**Supplied material:**

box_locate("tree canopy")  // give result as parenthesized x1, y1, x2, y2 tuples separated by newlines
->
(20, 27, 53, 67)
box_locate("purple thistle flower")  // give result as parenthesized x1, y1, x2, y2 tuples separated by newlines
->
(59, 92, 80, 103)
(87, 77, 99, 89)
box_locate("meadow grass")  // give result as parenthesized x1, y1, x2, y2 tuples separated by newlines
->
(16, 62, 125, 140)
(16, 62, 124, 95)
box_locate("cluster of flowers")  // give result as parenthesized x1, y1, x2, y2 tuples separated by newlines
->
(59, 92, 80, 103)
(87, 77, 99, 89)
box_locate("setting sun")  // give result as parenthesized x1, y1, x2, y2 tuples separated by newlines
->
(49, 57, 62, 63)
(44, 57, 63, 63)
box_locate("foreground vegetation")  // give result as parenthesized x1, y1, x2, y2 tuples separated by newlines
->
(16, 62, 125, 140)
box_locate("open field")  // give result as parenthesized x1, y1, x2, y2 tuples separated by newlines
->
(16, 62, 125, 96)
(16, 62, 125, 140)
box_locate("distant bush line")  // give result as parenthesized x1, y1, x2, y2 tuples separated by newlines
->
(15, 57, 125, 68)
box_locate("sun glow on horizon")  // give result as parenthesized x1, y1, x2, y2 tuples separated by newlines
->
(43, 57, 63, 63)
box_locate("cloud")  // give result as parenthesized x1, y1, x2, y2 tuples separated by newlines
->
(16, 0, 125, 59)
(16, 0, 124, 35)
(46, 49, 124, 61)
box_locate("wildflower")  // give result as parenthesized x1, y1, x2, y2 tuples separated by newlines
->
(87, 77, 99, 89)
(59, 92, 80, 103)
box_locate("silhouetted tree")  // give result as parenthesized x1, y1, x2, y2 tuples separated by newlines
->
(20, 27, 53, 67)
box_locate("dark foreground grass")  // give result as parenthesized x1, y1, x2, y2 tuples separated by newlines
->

**Assigned task:** All of the entries above are to be written out again exactly.

**Answer to this task:**
box_locate("tree canopy")  // give result as parenthesized x1, y1, x2, y2 tuples separated by newlines
->
(20, 27, 53, 67)
box_locate("purple thistle flower")  // give result as parenthesized x1, y1, x2, y2 tuples separated by newlines
->
(59, 92, 80, 103)
(87, 77, 99, 89)
box_locate("meadow grass")  // give result as parenthesized x1, y1, x2, y2 tuples separated by newlines
->
(16, 62, 125, 140)
(16, 62, 124, 95)
box_locate("cluster of flowers")  // give result as parenthesized x1, y1, x2, y2 tuples separated by newlines
->
(59, 92, 80, 103)
(87, 77, 99, 89)
box_locate("setting sun")  // give result as parenthesized x1, y1, x2, y2 tuples separated by newlines
->
(49, 57, 62, 63)
(44, 57, 63, 63)
box_locate("foreground vegetation")  // give result as parenthesized x1, y1, x2, y2 tuples separated by newlines
->
(16, 62, 125, 140)
box_locate("open field")  // give result as parenthesized x1, y1, x2, y2 tuples separated by newlines
->
(16, 62, 125, 96)
(16, 62, 125, 140)
box_locate("distant bush line")  // give result as parenthesized x1, y1, x2, y2 tuples separated by newlines
->
(15, 57, 125, 68)
box_locate("sun glow on horizon")  // give result as parenthesized x1, y1, x2, y2 tuples separated by newlines
->
(43, 57, 63, 63)
box_locate("cloud")  // give result as parenthesized x1, y1, x2, y2 tuples separated by newlines
->
(16, 0, 125, 59)
(16, 0, 124, 35)
(46, 49, 124, 61)
box_locate("wildflower")  // give result as parenthesized x1, y1, x2, y2 tuples separated by newlines
->
(87, 77, 99, 89)
(59, 92, 80, 103)
box_locate("silhouetted tree")  // give result as parenthesized x1, y1, x2, y2 tuples separated by newlines
->
(20, 27, 53, 67)
box_locate("dark foreground grass")  // give result as parenthesized x1, y1, x2, y2 tuples separated by newlines
->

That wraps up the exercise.